== Data items ==

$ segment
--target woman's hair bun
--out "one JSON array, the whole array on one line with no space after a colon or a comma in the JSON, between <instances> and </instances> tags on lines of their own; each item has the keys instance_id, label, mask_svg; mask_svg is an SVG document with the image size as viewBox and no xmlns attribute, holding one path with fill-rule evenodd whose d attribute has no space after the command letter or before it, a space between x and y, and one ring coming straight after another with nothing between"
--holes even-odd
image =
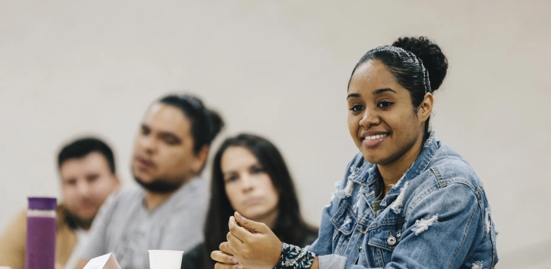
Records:
<instances>
[{"instance_id":1,"label":"woman's hair bun","mask_svg":"<svg viewBox=\"0 0 551 269\"><path fill-rule=\"evenodd\" d=\"M224 127L224 120L218 112L213 110L208 110L208 119L210 125L210 141L214 139L216 136Z\"/></svg>"},{"instance_id":2,"label":"woman's hair bun","mask_svg":"<svg viewBox=\"0 0 551 269\"><path fill-rule=\"evenodd\" d=\"M448 63L437 45L426 37L420 36L400 37L392 43L392 46L409 51L419 57L429 72L431 90L436 90L440 88L446 77Z\"/></svg>"}]
</instances>

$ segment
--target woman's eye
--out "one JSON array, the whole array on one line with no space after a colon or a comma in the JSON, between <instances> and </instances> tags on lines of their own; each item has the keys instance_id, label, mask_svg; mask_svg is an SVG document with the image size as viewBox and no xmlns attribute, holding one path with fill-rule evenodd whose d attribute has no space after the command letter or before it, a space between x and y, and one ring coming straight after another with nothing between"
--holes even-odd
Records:
<instances>
[{"instance_id":1,"label":"woman's eye","mask_svg":"<svg viewBox=\"0 0 551 269\"><path fill-rule=\"evenodd\" d=\"M235 176L228 176L228 177L226 177L226 179L225 180L224 180L224 181L225 181L226 182L233 182L235 181L235 180L237 180L237 177Z\"/></svg>"},{"instance_id":2,"label":"woman's eye","mask_svg":"<svg viewBox=\"0 0 551 269\"><path fill-rule=\"evenodd\" d=\"M379 107L379 108L383 109L383 108L388 107L392 105L393 104L394 104L393 103L388 102L388 101L381 101L381 102L379 102L379 103L377 104L377 107Z\"/></svg>"},{"instance_id":3,"label":"woman's eye","mask_svg":"<svg viewBox=\"0 0 551 269\"><path fill-rule=\"evenodd\" d=\"M364 108L364 107L362 106L361 106L361 105L354 105L354 106L352 106L352 107L350 107L350 111L354 111L354 112L358 112L358 111L361 110L362 109L363 109L363 108Z\"/></svg>"}]
</instances>

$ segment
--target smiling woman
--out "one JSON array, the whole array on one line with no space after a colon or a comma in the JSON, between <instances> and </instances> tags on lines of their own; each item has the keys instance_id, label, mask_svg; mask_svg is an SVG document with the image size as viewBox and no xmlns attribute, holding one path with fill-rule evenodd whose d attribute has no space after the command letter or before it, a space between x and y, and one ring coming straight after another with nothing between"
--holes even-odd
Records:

== The problem ==
Copy out the data above exactly, except the pictures.

== Finished exercise ==
$ segment
--target woman's hair bun
--out "one JSON array, the whole array on one line with no space after a colon or a comma in the JSON, between <instances> and </instances> tags on lines of their own; each item has the keys instance_id, label, mask_svg; mask_svg is an SVG document with the image size as viewBox and no xmlns attribute, holding one path with fill-rule evenodd whose d attribute has no space after the command letter or before it, a space between x and y, and one ring coming straight after another with nothing between"
--holes even-odd
image =
Records:
<instances>
[{"instance_id":1,"label":"woman's hair bun","mask_svg":"<svg viewBox=\"0 0 551 269\"><path fill-rule=\"evenodd\" d=\"M224 127L224 120L218 112L213 110L208 110L208 119L210 125L210 141L214 139L216 136Z\"/></svg>"},{"instance_id":2,"label":"woman's hair bun","mask_svg":"<svg viewBox=\"0 0 551 269\"><path fill-rule=\"evenodd\" d=\"M448 63L437 45L426 37L420 36L400 37L392 43L392 46L409 51L419 57L429 72L431 90L436 90L440 88L446 77Z\"/></svg>"}]
</instances>

$ segment
--target woman's eye
--out "one JSON array, the whole array on one line with no space after a colon or a comma in the JSON, between <instances> and </instances> tags on lines of their own; each item has the keys instance_id, label, mask_svg; mask_svg is an SVG document with the image size as viewBox and no xmlns attribute, holding one path with fill-rule evenodd whose d attribute has no space after the command letter or before it, a space between x and y, and one ring coming straight after another with nothing between"
--holes even-odd
Records:
<instances>
[{"instance_id":1,"label":"woman's eye","mask_svg":"<svg viewBox=\"0 0 551 269\"><path fill-rule=\"evenodd\" d=\"M235 176L228 176L228 177L226 177L226 179L225 180L224 180L224 181L225 181L226 182L233 182L235 181L235 180L237 180L237 177Z\"/></svg>"},{"instance_id":2,"label":"woman's eye","mask_svg":"<svg viewBox=\"0 0 551 269\"><path fill-rule=\"evenodd\" d=\"M379 107L379 108L383 109L383 108L388 107L392 105L393 104L394 104L393 103L388 102L388 101L381 101L381 102L379 102L379 103L377 104L377 107Z\"/></svg>"},{"instance_id":3,"label":"woman's eye","mask_svg":"<svg viewBox=\"0 0 551 269\"><path fill-rule=\"evenodd\" d=\"M364 108L364 107L362 106L361 106L361 105L354 105L354 106L352 106L352 107L350 107L350 111L354 111L354 112L358 112L358 111L361 110L362 109L363 109L363 108Z\"/></svg>"}]
</instances>

$ segment
--target smiling woman
--out "one JSON array, the whole array on one line with no space after a colon or a comma in the JSON, between <instances> and </instances> tags on lines of their own; each item has the keys instance_id, label, mask_svg; mask_svg is an SVG document with the image size as viewBox and no xmlns attribute, holding one path with fill-rule evenodd whose d attribute has no space after the command letter or before it, a space between x and y, and one ring coming straight after another with nothing between"
--holes even-odd
Records:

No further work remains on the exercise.